DATA IN THIS EXERCISE:

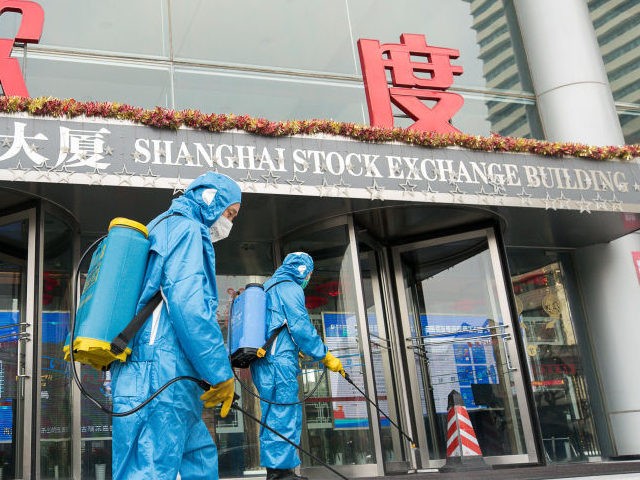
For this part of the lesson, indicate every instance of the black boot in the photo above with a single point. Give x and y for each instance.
(276, 473)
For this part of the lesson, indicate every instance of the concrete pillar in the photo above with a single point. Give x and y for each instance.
(611, 295)
(572, 91)
(576, 105)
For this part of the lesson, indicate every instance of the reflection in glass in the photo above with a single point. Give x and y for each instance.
(383, 370)
(459, 339)
(13, 291)
(89, 80)
(615, 23)
(270, 96)
(555, 361)
(279, 33)
(117, 26)
(338, 429)
(55, 395)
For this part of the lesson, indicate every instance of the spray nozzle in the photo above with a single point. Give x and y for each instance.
(204, 385)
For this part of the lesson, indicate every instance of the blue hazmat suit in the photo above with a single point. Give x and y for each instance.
(275, 375)
(182, 337)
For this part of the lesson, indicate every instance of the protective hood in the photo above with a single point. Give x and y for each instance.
(296, 267)
(207, 198)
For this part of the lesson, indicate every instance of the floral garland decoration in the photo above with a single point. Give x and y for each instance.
(172, 119)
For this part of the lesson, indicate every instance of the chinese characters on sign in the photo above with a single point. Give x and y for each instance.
(29, 32)
(414, 83)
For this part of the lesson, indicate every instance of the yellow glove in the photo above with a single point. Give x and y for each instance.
(220, 393)
(332, 363)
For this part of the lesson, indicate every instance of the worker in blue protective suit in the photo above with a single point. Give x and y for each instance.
(275, 374)
(181, 337)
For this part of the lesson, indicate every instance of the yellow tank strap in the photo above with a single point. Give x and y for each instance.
(125, 222)
(94, 352)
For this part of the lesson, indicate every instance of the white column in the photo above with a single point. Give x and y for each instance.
(576, 105)
(611, 295)
(570, 83)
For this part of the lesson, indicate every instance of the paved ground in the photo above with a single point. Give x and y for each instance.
(584, 471)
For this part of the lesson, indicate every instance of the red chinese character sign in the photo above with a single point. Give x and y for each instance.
(411, 88)
(30, 31)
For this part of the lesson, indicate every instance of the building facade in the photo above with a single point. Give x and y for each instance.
(510, 277)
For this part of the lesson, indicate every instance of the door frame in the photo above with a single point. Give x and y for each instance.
(23, 434)
(413, 404)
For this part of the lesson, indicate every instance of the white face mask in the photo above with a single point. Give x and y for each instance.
(220, 229)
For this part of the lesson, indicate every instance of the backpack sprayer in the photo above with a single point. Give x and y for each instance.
(105, 319)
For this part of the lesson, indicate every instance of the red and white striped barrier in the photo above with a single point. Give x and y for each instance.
(461, 438)
(463, 450)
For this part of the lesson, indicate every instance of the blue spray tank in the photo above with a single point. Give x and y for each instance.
(247, 325)
(110, 294)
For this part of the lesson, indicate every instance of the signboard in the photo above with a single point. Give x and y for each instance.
(420, 73)
(30, 31)
(117, 153)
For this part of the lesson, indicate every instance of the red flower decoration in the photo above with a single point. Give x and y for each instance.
(165, 118)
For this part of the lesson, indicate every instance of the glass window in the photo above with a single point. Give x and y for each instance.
(554, 357)
(630, 122)
(615, 22)
(89, 80)
(460, 342)
(337, 426)
(117, 26)
(14, 333)
(482, 30)
(392, 439)
(487, 114)
(270, 96)
(279, 33)
(55, 396)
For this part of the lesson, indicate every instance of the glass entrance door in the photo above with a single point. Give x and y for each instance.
(17, 267)
(459, 337)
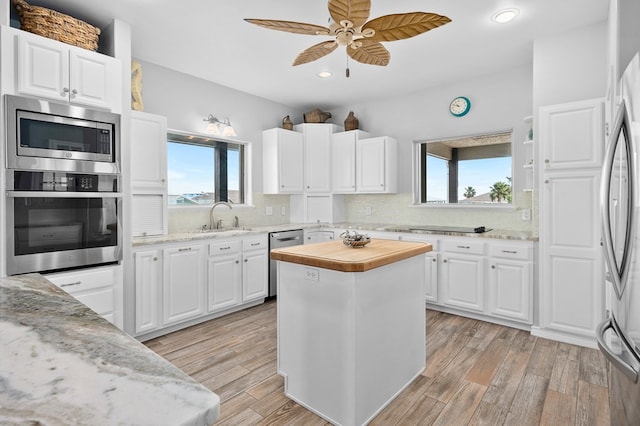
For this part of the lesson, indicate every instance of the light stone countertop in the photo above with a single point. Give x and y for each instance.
(378, 227)
(62, 364)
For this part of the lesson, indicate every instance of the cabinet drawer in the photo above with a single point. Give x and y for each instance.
(79, 281)
(224, 247)
(510, 251)
(471, 247)
(255, 243)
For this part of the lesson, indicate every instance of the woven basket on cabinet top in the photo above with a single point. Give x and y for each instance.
(57, 26)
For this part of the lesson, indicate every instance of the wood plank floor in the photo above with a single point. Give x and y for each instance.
(477, 373)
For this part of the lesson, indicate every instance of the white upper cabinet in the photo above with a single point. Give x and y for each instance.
(283, 159)
(572, 135)
(343, 160)
(317, 156)
(51, 69)
(377, 165)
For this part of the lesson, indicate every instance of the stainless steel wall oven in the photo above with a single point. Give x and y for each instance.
(63, 186)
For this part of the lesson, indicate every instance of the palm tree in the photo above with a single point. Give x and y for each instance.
(500, 191)
(469, 192)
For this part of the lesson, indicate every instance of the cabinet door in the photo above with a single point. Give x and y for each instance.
(572, 135)
(148, 267)
(43, 67)
(282, 161)
(370, 165)
(571, 276)
(431, 277)
(462, 281)
(317, 153)
(343, 162)
(254, 275)
(184, 285)
(225, 282)
(510, 289)
(94, 79)
(148, 151)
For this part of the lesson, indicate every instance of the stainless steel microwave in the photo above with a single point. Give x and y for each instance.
(44, 135)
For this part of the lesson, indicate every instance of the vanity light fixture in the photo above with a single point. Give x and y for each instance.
(505, 15)
(217, 127)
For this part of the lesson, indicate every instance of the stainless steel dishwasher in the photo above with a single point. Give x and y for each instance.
(281, 239)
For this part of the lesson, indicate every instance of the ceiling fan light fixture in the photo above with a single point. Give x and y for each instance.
(505, 15)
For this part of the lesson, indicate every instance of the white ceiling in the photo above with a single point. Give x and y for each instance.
(209, 39)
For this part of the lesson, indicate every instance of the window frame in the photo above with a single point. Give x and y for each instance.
(417, 174)
(204, 140)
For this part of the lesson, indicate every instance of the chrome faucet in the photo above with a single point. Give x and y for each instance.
(212, 223)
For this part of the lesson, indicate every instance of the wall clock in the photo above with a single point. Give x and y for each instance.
(459, 106)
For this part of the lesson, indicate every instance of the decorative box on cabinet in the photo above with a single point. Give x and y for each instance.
(51, 69)
(99, 288)
(282, 161)
(148, 153)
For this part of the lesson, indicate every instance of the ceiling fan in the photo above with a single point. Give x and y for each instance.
(351, 29)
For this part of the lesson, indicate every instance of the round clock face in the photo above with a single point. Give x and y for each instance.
(459, 106)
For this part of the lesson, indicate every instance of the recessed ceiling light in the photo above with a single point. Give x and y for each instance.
(505, 15)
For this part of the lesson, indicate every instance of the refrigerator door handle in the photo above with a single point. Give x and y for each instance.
(618, 274)
(615, 360)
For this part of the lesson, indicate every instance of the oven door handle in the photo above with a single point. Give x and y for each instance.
(62, 194)
(614, 358)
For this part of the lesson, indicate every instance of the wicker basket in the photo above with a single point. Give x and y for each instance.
(57, 26)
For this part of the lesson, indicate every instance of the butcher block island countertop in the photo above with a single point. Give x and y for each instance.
(351, 325)
(336, 256)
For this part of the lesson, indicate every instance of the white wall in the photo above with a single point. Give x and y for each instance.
(187, 100)
(571, 66)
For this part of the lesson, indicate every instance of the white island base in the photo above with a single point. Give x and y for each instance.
(350, 342)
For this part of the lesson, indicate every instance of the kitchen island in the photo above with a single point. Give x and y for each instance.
(351, 325)
(62, 364)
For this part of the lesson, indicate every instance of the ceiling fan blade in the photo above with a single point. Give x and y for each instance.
(356, 11)
(290, 27)
(404, 25)
(316, 51)
(370, 53)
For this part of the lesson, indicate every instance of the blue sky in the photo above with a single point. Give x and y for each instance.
(190, 168)
(480, 174)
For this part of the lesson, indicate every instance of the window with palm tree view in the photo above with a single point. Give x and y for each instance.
(469, 170)
(202, 171)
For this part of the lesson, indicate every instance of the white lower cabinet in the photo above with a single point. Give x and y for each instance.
(224, 275)
(511, 282)
(183, 283)
(99, 288)
(462, 281)
(255, 268)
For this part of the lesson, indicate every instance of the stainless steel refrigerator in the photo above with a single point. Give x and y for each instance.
(619, 335)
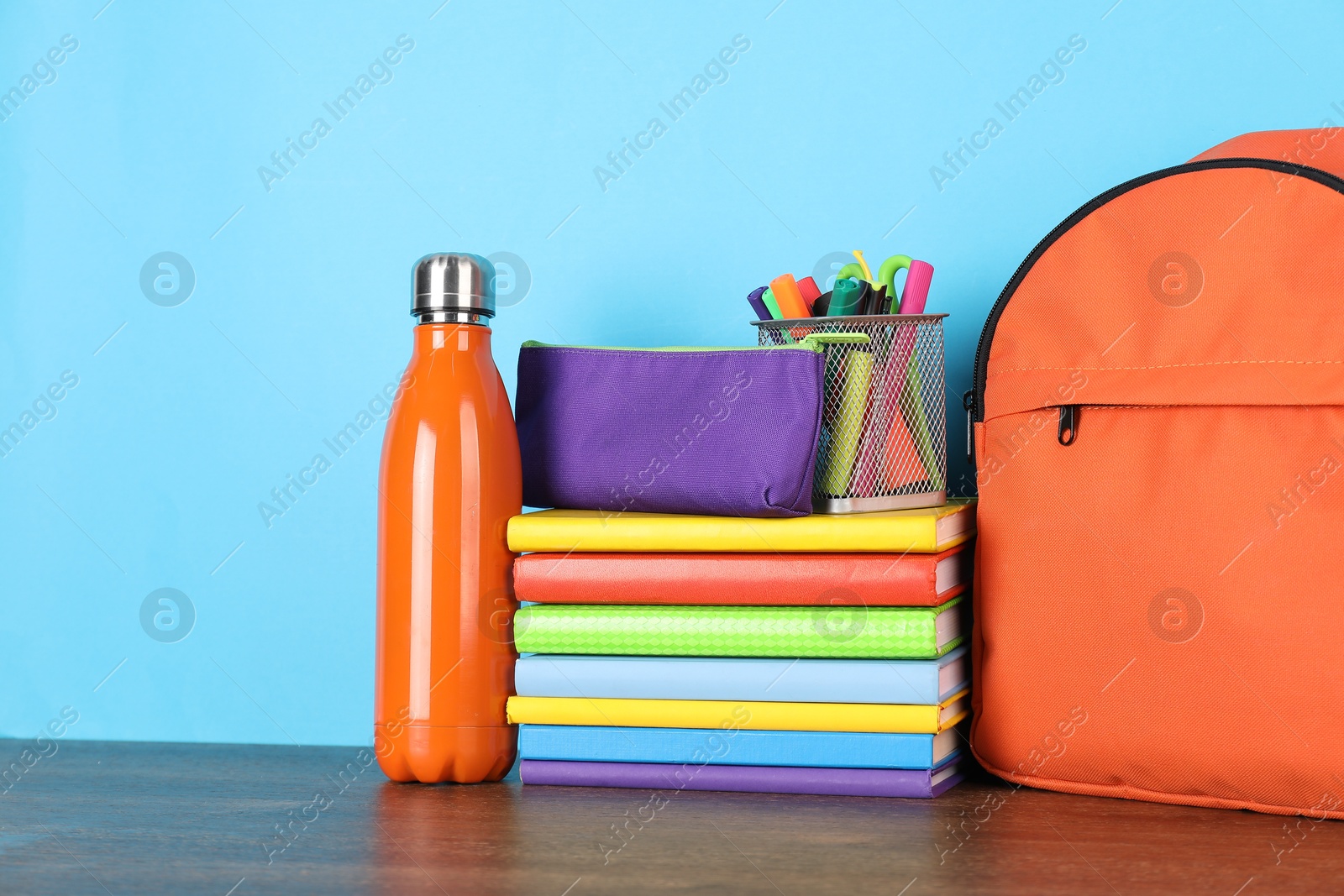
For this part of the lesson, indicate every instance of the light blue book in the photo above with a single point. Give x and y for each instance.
(741, 747)
(911, 681)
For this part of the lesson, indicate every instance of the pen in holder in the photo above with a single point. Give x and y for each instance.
(884, 439)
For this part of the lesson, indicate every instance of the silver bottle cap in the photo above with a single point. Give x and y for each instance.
(454, 288)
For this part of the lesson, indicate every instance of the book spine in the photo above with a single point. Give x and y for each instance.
(811, 748)
(769, 779)
(727, 579)
(824, 631)
(913, 681)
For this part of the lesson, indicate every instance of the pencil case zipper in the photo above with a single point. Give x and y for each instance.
(816, 343)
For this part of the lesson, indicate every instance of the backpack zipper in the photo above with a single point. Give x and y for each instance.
(974, 399)
(1068, 423)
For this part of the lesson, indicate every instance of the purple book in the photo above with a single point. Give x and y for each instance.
(759, 779)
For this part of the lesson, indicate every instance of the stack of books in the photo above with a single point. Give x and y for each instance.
(817, 654)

OBJECTIVE:
Only the lines from the line bearing "the white lower" to the end of the listing above, both inclusive, should be extracted verbatim; the pictures are excluded.

ANSWER IN FULL:
For this part of the lesson, indicate every instance of the white lower cabinet in the photo above with a single point. Give x and y for each instance.
(224, 275)
(511, 282)
(183, 283)
(99, 288)
(462, 281)
(255, 268)
For this part of the lesson, indicate every instance of the stainless steel refrigerator in the photo above with a single point. Give x and y for each instance.
(619, 335)
For this part of the lesson, indicate every instance of the light blue book in the photo above with a single point. Give x and y for each instance.
(741, 747)
(911, 681)
For this part of the lesson, indicate every instance of the pen in holder in the photo above with a single point. Give x and y for each instance.
(884, 439)
For this part of the lesson, indicate every instance of the silver bottle cap in the photo above with a single point. Give x and y for each instance.
(454, 288)
For this part of the lesson, indicate every instance of the book spine in the photo above with a single point. Give x and y for each instance.
(811, 748)
(769, 779)
(727, 579)
(824, 631)
(913, 681)
For this part of the lesson, indicate every instance of the pencil case zipper in the photo above with a single point. Give x and y for each instance.
(816, 343)
For this part of the lesson, indicate every instance of the backpack zipper in the photo above with a single point. Give x and y for each instance.
(974, 399)
(1068, 423)
For this part of the lesson, indicate every instance of the purple book in the photo above with a single point. Give x and y for each instance.
(759, 779)
For this part of the lesson, indicate every instance of the stack of books in the photo above with a single point. Give x and y for each instance.
(817, 654)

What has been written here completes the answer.